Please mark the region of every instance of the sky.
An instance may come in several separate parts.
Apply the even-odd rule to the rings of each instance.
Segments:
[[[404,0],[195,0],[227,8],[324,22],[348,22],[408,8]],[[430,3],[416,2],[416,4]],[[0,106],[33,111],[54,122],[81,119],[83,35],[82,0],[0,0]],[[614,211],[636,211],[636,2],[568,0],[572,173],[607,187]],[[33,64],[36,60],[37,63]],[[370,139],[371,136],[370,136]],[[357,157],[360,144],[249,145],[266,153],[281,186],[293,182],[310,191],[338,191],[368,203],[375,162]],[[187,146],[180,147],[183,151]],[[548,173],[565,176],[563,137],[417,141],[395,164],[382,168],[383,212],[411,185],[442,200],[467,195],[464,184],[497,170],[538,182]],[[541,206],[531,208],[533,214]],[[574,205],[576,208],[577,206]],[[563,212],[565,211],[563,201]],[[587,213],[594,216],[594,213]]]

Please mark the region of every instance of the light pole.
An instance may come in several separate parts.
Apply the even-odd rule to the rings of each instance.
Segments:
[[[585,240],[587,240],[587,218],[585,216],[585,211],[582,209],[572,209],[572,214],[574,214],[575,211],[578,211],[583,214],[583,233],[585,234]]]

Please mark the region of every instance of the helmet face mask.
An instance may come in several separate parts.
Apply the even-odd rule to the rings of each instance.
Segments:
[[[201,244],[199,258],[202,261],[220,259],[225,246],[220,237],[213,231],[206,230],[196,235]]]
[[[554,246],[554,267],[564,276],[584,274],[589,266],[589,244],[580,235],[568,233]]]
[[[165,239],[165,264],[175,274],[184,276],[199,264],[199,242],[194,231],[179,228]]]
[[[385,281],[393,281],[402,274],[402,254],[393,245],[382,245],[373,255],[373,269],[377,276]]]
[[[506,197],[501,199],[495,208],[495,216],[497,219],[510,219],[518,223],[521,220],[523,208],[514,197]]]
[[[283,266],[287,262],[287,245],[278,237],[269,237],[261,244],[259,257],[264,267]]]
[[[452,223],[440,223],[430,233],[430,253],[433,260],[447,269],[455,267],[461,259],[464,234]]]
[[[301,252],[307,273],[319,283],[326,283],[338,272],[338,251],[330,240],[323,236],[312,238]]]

• • • •

## Task prompt
Rewrite all of the lines above, substituting "disconnected pieces" for every occurrence of "separate parts" and keeping everything else the same.

## Final result
Please mark the region of every instance of the sky.
An instance may come in several disconnected pieces.
Apply the even-odd rule to the rings of each instance.
Segments:
[[[404,0],[195,0],[227,8],[324,22],[348,22],[408,8]],[[430,3],[416,2],[416,4]],[[0,106],[33,111],[54,122],[81,119],[83,35],[82,0],[0,0]],[[614,211],[636,211],[636,2],[568,0],[572,173],[607,187]],[[33,64],[36,60],[37,63]],[[370,139],[371,136],[370,136]],[[357,157],[360,144],[249,145],[266,153],[281,186],[293,182],[310,191],[338,191],[368,203],[375,162]],[[187,146],[180,147],[183,151]],[[548,173],[565,176],[563,137],[417,141],[395,164],[382,168],[383,212],[411,185],[442,200],[467,195],[464,184],[497,170],[538,182]],[[541,206],[531,208],[533,214]],[[574,205],[576,208],[577,206]],[[563,212],[565,211],[563,201]],[[587,213],[594,216],[594,213]]]

Please mark the region of every instance of the light pole.
An instance may come in several disconnected pieces.
Apply the even-odd rule to the rings of each instance.
Segments:
[[[585,240],[587,240],[587,218],[585,216],[585,211],[582,209],[572,209],[572,214],[574,214],[575,211],[578,211],[583,214],[583,233],[585,234]]]

Please mark the region of every instance of the helmet face mask.
An instance may come in several disconnected pieces.
Apply the even-odd rule to the rings of each instance.
Segments:
[[[201,244],[199,258],[202,261],[220,259],[225,246],[220,237],[213,231],[206,230],[196,235]]]
[[[554,246],[554,267],[564,276],[584,274],[589,266],[589,244],[580,235],[568,233]]]
[[[165,239],[165,264],[175,274],[184,276],[199,264],[199,242],[194,231],[179,228]]]
[[[385,281],[393,281],[402,274],[402,254],[393,245],[382,245],[373,255],[373,269],[377,276]]]
[[[506,197],[501,199],[495,208],[495,216],[497,219],[510,219],[518,223],[521,220],[523,208],[514,197]]]
[[[283,266],[287,262],[287,245],[278,237],[269,237],[261,244],[259,257],[264,267]]]
[[[452,223],[440,223],[430,233],[430,253],[433,260],[447,269],[455,267],[461,259],[464,234]]]
[[[301,252],[307,273],[319,283],[326,283],[338,272],[338,251],[330,240],[323,236],[312,238]]]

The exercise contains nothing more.